[Task to carry out]
Starting at the row that contains "Which spot lies innermost in each instance of the black sedan?" and running through the last of the rows, write those lines out again with "black sedan" swapped for "dark sedan" and everything else left as is.

[Records for the task]
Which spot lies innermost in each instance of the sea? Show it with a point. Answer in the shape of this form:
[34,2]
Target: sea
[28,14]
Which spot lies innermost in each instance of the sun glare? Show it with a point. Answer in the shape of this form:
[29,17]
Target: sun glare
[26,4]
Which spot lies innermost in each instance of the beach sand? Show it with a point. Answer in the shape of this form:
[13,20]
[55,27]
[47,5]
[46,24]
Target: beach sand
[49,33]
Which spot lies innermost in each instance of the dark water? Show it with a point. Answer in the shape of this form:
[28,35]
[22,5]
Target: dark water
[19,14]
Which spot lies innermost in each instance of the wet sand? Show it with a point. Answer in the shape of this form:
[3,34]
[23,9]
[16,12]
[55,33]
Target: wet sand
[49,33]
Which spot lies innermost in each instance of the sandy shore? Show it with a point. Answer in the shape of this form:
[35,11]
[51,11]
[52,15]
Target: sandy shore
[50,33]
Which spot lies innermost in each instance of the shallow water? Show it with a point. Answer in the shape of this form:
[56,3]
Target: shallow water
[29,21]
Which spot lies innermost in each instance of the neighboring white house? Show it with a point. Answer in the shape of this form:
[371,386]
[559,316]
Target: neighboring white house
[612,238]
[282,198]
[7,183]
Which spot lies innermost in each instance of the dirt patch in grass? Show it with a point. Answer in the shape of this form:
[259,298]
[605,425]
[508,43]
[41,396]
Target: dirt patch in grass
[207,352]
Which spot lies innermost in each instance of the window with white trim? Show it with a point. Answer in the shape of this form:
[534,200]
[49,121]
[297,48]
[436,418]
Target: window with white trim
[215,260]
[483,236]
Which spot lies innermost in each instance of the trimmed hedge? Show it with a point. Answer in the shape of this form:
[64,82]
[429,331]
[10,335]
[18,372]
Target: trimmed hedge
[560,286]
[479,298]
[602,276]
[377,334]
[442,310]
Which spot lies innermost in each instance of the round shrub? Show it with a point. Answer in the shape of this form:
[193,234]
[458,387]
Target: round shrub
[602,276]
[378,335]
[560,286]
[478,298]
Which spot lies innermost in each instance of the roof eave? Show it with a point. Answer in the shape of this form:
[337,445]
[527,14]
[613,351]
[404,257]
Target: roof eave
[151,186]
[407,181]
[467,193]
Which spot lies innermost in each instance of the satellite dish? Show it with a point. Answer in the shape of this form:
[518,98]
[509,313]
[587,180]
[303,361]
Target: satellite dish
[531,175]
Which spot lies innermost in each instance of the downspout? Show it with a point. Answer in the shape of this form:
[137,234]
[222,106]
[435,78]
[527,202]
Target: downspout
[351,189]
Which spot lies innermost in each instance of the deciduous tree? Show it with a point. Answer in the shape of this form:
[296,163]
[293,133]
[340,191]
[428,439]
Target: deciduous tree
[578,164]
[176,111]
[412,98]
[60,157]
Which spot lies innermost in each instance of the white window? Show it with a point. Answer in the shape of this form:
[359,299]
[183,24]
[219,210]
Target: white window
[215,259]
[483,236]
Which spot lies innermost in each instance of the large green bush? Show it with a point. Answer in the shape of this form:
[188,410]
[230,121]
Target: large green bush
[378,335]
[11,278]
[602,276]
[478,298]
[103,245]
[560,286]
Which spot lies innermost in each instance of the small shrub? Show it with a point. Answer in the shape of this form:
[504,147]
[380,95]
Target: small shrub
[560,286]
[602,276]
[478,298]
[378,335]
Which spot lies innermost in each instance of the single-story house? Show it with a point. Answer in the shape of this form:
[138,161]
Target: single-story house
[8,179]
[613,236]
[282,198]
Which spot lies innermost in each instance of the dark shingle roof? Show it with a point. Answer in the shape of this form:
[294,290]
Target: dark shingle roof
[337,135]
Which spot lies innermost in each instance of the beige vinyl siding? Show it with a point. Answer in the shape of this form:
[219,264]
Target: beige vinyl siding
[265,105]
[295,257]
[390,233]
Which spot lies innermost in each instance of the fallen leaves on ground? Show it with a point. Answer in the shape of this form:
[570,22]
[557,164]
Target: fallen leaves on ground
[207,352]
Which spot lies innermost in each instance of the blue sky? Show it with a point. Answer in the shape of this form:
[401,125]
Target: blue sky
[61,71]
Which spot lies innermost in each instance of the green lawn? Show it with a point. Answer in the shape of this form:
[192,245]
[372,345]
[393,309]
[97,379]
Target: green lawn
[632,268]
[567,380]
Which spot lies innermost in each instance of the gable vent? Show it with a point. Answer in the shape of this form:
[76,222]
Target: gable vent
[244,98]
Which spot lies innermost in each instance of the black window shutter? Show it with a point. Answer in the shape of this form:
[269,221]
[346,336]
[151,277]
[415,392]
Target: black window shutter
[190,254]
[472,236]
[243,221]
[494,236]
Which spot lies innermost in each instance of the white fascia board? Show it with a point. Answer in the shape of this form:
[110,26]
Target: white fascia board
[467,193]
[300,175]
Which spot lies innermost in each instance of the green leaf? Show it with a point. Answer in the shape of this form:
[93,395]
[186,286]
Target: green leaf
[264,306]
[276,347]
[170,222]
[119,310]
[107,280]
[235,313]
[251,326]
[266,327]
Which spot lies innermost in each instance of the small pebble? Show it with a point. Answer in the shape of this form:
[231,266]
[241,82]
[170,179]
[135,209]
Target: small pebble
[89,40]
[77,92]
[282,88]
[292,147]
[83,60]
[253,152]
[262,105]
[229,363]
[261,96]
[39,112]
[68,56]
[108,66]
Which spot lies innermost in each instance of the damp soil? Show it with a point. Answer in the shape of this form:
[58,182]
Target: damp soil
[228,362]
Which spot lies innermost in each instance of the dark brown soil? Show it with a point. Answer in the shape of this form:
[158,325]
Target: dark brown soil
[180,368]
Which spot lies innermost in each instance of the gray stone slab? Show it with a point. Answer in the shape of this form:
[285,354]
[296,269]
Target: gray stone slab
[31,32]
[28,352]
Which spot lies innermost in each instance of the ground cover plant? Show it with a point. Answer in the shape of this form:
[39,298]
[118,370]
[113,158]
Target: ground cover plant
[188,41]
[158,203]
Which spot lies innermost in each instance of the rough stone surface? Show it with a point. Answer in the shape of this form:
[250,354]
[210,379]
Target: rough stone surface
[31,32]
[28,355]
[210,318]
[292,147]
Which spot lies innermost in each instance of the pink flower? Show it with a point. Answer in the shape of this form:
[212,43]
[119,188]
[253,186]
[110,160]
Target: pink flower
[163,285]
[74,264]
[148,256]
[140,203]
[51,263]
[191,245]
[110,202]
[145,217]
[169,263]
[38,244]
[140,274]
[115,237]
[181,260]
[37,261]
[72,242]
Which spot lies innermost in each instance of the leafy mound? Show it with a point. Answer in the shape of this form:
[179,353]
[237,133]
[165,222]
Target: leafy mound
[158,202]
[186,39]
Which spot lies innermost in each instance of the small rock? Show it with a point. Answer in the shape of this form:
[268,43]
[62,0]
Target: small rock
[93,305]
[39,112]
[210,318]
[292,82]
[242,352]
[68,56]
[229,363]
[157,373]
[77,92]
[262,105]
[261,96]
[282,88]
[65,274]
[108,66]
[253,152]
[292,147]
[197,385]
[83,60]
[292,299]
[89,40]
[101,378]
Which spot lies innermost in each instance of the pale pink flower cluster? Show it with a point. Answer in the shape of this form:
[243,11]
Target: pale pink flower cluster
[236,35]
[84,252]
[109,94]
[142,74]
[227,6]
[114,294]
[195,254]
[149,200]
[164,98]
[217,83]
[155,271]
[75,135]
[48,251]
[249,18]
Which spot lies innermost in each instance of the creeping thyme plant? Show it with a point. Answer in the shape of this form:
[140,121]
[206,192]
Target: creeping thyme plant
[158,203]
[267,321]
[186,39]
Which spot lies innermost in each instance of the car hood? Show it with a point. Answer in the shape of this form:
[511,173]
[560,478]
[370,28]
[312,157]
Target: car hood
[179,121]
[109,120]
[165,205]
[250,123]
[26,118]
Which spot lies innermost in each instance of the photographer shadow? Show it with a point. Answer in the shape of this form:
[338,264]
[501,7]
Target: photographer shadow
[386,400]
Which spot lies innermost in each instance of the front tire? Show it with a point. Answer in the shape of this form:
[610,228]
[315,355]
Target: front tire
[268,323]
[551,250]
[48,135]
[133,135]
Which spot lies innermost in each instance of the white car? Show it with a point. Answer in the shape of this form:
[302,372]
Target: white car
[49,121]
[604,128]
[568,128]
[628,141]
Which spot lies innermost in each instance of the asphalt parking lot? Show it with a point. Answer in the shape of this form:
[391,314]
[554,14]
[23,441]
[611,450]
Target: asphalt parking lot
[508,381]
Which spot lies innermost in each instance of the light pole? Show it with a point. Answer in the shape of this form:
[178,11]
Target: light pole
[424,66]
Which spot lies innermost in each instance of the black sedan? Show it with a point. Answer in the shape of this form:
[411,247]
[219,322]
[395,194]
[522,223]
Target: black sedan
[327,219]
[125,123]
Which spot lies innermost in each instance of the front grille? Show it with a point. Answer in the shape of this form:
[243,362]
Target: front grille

[Problem solution]
Which spot lies innermost in each instance of the dark sedan? Show it with a point. Answer in the shape of this form:
[411,247]
[219,322]
[395,194]
[522,223]
Target: dark sedan
[327,219]
[125,123]
Which spot lies innermost in each instance of the front grille? Show it with a point. Answer in the shape of this form:
[243,362]
Target: front grille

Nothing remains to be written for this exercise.